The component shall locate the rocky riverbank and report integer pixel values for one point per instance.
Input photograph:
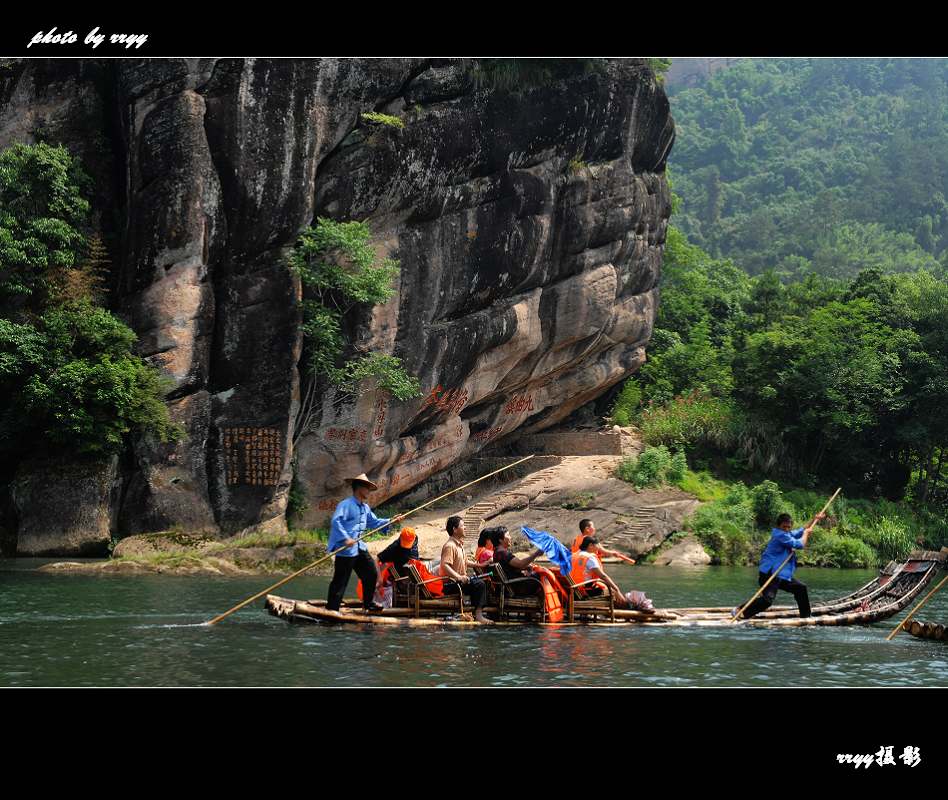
(177, 553)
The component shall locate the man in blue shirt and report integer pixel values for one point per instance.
(783, 541)
(351, 519)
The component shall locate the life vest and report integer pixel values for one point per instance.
(384, 579)
(580, 571)
(435, 587)
(553, 594)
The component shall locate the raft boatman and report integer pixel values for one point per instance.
(783, 541)
(351, 519)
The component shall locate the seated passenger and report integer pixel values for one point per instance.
(402, 550)
(587, 566)
(399, 553)
(454, 566)
(484, 553)
(586, 528)
(513, 566)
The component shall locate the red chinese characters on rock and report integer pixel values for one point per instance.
(252, 456)
(487, 434)
(345, 435)
(451, 400)
(380, 407)
(518, 404)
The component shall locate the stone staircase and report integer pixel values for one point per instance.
(524, 490)
(641, 521)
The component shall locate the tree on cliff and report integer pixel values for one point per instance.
(340, 273)
(69, 380)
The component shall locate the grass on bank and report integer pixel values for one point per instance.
(734, 521)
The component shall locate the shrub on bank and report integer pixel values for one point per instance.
(656, 466)
(693, 421)
(828, 549)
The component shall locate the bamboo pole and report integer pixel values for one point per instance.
(776, 572)
(308, 567)
(912, 612)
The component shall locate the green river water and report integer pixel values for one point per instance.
(77, 630)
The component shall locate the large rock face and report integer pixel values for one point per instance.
(529, 227)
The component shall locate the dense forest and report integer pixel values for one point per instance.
(803, 329)
(816, 165)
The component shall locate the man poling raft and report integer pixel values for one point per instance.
(777, 564)
(350, 521)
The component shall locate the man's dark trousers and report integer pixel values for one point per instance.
(364, 566)
(476, 589)
(762, 603)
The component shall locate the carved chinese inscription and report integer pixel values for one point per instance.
(518, 404)
(253, 456)
(345, 435)
(487, 434)
(380, 407)
(452, 400)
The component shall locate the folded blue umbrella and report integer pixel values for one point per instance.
(552, 548)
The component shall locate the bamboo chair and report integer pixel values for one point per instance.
##########
▶ **EXERCISE**:
If an entry holds a picture, leave that picture out, and transcribe the rest of the listing above exactly.

▶ **RESULT BELOW**:
The component shall locate the rocky riverbank and report integer pixel values for one point per instance.
Input photograph:
(177, 553)
The component shall locate the man in blue shirt and report integer pixel values for one point per instance.
(783, 541)
(351, 519)
The component shall locate the life vest and report integer pixel values for one point per instance.
(384, 579)
(580, 571)
(435, 587)
(553, 594)
The component shall locate the raft boatman and report integer pixel values for one point per instance.
(783, 541)
(351, 519)
The component shall locate the seated passenger and report integer pixel values for one point per instance.
(402, 550)
(587, 566)
(399, 553)
(454, 566)
(484, 553)
(586, 528)
(513, 566)
The component shall locate the red chinese characters on rock and report integer pixel values for one point per instance.
(252, 456)
(487, 434)
(345, 435)
(451, 400)
(380, 407)
(518, 404)
The component shall locate the stone staircase and report integer pixel values for one point per instance.
(524, 490)
(641, 521)
The component shall locate the tree on cliff and report integer pixel values for one point per instance.
(340, 273)
(69, 380)
The component shall locate the grass on bank and report integer pixel values for one point per instance.
(734, 521)
The component shall locate the shrub on bank and report integer pixel values for one point per instance.
(656, 466)
(693, 421)
(828, 549)
The component shall locate the bamboo pole and report integer pixel values for one point per instance.
(776, 572)
(308, 567)
(912, 612)
The component shall locate the green river water and report integer pixel values for one point per instance.
(77, 630)
The component shall locate the large rock face and report integer pixel values for one point per instance.
(529, 227)
The component shall locate the dense forest and report integer pixel values for one point per instance.
(803, 329)
(816, 165)
The component shall locate the man poling raft and report integer pixel values for one point per instance.
(777, 564)
(350, 521)
The component shall locate the man's dark trousers and report integer pixel values for one point per instance.
(364, 566)
(476, 589)
(762, 603)
The component shall locate the carved chinese inscription and report integer pixel values for one point per instance.
(518, 404)
(253, 456)
(345, 435)
(487, 434)
(380, 407)
(452, 400)
The component shall locate the folded blue umbrella and report integer pixel values for one point per instance.
(552, 548)
The component shall locate the bamboo chair and report integer pixel values for one point per instance.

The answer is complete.